## EXCERPTED PASSAGE
__________
Although Daniel knew that the document had been signed, he continued to go to his house, which had windows in its upper room open towards Jerusalem, and to get down on his knees three times a day to pray to his God and praise him, just as he had done previously. The conspirators came and found Daniel praying and seeking mercy before his God. Then they approached the king and said concerning the interdict, ‘O king! Did you not sign an interdict, that anyone who prays to anyone, divine or human, within thirty days except to you, O king, shall be thrown into a den of lions?’ The king answered, ‘The thing stands fast, according to the law of the Medes and Persians, which cannot be revoked.’ Then they responded to the king, ‘Daniel, one of the exiles from Judah, pays no attention to you, O king, or to the interdict you have signed, but he is saying his prayers three times a day.’
When the king heard the charge, he was very much distressed. He was determined to save Daniel, and until the sun went down he made every effort to rescue him. Then the conspirators came to the king and said to him, ‘Know, O king, that it is a law of the Medes and Persians that no interdict or ordinance that the king establishes can be changed.’
Then the king gave the command, and Daniel was brought and thrown into the den of lions. The king said to Daniel, ‘May your God, whom you faithfully serve, deliver you!’
__________
Stored entries:
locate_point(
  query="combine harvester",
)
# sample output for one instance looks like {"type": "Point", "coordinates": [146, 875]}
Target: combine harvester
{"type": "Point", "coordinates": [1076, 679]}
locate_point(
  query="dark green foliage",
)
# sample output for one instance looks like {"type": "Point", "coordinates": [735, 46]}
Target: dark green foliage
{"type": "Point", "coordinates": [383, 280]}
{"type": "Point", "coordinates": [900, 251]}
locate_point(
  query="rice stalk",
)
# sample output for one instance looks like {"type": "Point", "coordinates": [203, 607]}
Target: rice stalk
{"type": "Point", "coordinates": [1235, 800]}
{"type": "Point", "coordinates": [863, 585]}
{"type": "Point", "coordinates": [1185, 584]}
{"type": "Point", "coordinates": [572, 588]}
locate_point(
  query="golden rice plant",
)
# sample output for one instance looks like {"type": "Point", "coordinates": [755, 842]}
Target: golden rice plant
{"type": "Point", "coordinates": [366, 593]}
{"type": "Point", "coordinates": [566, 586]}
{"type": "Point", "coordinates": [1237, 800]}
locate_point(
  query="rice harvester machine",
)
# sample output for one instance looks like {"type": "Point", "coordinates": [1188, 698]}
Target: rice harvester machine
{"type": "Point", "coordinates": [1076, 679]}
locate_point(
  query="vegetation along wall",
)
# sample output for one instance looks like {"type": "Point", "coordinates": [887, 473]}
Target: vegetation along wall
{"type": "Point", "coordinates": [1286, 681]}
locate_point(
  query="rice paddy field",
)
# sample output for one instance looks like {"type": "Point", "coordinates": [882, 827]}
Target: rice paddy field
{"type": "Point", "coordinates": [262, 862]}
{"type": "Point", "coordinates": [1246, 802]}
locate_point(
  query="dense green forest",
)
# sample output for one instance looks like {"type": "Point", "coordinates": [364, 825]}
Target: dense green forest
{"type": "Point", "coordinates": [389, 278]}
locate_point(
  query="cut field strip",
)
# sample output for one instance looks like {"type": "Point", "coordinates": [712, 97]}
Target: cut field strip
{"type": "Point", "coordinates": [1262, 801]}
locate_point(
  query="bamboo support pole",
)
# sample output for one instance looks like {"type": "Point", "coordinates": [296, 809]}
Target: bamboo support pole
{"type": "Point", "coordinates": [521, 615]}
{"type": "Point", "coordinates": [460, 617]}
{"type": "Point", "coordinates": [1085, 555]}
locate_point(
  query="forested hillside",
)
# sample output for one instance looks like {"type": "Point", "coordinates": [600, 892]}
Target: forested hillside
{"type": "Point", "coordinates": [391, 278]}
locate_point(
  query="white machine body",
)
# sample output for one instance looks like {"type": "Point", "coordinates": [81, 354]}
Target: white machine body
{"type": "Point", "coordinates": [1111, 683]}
__________
## INSTRUCTIONS
A - In the passage about Daniel and the interdict, until what time did the king make every effort to rescue Daniel?
B - Pull out every line of the entries that contains the word "golden", matching case exactly.

## TASK-BY-TASK SOLUTIONS
A - Until the sun went down.

B -
  query="golden rice plant",
Target: golden rice plant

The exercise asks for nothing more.